• **PASSAGE PROVIDED**
*** Block opens ***
Pregnancy Diet: What If I’m Vegetarian
I’m not usually a vegetarian, but my body decided that I was going to be while pregnant. It would reject anything with a hint of meat in it and I couldn’t eat fish for most of the pregnancy, either – just the smell of it was making me sick. That’s when I had to look into designing a healthy vegetarian diet for myself and it turned out a lot easier than I expected.
It’s important that you’re including all food groups in your diet – carbohydrates, fruit, vegetables and protein, but don’t stress too much about measuring what you eat. As long as you’re having a healthy pregnancy and you’re eating a varied diet, you’re doing OK.
Some nutrients that can be difficult to get from a vegetarian diet and you may need to pay more attention to are:
Typically, your iron levels will go down during pregnancy, especially in its second half. It’s important to have iron-rich diet to prevent anaemia and simply feeling exhausted all the time. Eat plenty of green vegetables, legumes and nuts. Include vitamin C in the same meal for better absorption.
*** Block closes ***
• **GIVEN ENTRIES**
*** Block opens ***
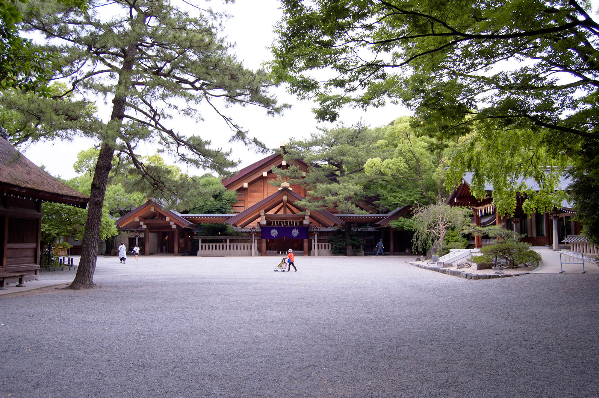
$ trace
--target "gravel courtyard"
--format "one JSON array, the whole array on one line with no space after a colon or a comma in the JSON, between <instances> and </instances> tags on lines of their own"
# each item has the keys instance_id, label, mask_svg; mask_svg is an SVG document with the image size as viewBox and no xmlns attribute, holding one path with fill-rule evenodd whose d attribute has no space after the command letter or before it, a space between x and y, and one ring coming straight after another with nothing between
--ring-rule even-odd
<instances>
[{"instance_id":1,"label":"gravel courtyard","mask_svg":"<svg viewBox=\"0 0 599 398\"><path fill-rule=\"evenodd\" d=\"M599 275L413 259L99 257L0 297L0 398L599 396Z\"/></svg>"}]
</instances>

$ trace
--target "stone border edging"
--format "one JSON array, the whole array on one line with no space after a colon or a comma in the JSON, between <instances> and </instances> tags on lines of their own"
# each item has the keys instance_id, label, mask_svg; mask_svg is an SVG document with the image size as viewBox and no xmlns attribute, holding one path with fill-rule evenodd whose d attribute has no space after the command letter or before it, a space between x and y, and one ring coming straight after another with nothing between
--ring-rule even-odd
<instances>
[{"instance_id":1,"label":"stone border edging","mask_svg":"<svg viewBox=\"0 0 599 398\"><path fill-rule=\"evenodd\" d=\"M68 265L62 265L59 267L41 267L40 268L40 272L53 272L55 271L77 271L76 265L73 265L69 266Z\"/></svg>"},{"instance_id":2,"label":"stone border edging","mask_svg":"<svg viewBox=\"0 0 599 398\"><path fill-rule=\"evenodd\" d=\"M522 272L521 274L485 274L484 275L482 275L479 274L470 274L469 272L466 272L465 271L462 271L463 268L459 269L439 268L438 267L435 267L433 265L418 264L412 262L406 262L410 265L414 266L415 267L418 267L419 268L422 268L423 269L428 269L431 271L436 271L437 272L445 274L453 277L458 277L458 278L464 278L464 279L470 279L473 280L478 280L481 279L497 279L498 278L508 278L509 277L519 277L521 275L528 275L530 274L530 272Z\"/></svg>"}]
</instances>

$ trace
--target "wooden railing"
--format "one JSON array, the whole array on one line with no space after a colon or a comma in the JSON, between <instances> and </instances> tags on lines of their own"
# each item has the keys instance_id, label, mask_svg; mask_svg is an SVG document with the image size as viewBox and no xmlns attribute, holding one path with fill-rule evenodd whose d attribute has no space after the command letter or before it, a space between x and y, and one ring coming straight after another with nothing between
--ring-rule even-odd
<instances>
[{"instance_id":1,"label":"wooden railing","mask_svg":"<svg viewBox=\"0 0 599 398\"><path fill-rule=\"evenodd\" d=\"M331 256L330 243L318 243L314 245L316 248L312 249L311 256Z\"/></svg>"},{"instance_id":2,"label":"wooden railing","mask_svg":"<svg viewBox=\"0 0 599 398\"><path fill-rule=\"evenodd\" d=\"M254 251L258 250L254 244ZM252 256L252 242L247 243L200 243L198 257L221 257L227 256Z\"/></svg>"}]
</instances>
*** Block closes ***
• **TASKS**
1. In the passage on a vegetarian pregnancy diet, how would you put "Eat plenty of green vegetables, legumes and nuts." into Spanish?
2. Carry on the passage on a vegetarian pregnancy diet from its last sentence.
The rows are separate from the passage on a vegetarian pregnancy diet.

• **ANSWERS TO THE EXERCISE**
1. Come muchas verduras verdes, legumbres y frutos secos.

2.
Calcium is essential for building healthy bones and if your diet is lacking in calcium, the body will draw calcium for the baby from stores in your bones. Vegetarian sources of calcium include almonds (almond milk), broccoli, soy beans (soy milk), fortified orange juice, roasted sesame seeds, hard tofu and green leafy vegetables such as kale and Asian greens.
Vitamin B12 deficiency in early pregnancy has been linked to increased risk of neural tube defects. This vitamin can only be found in animal products, so if you don’t eat eggs or dairy, you may need supplements. A good source of vitamin B12 are fortified breakfast cereals.
What you eat during pregnancy is important. Don’t hesitate to talk to your doctor or nutritionist, if you need further help planning your healthy diet.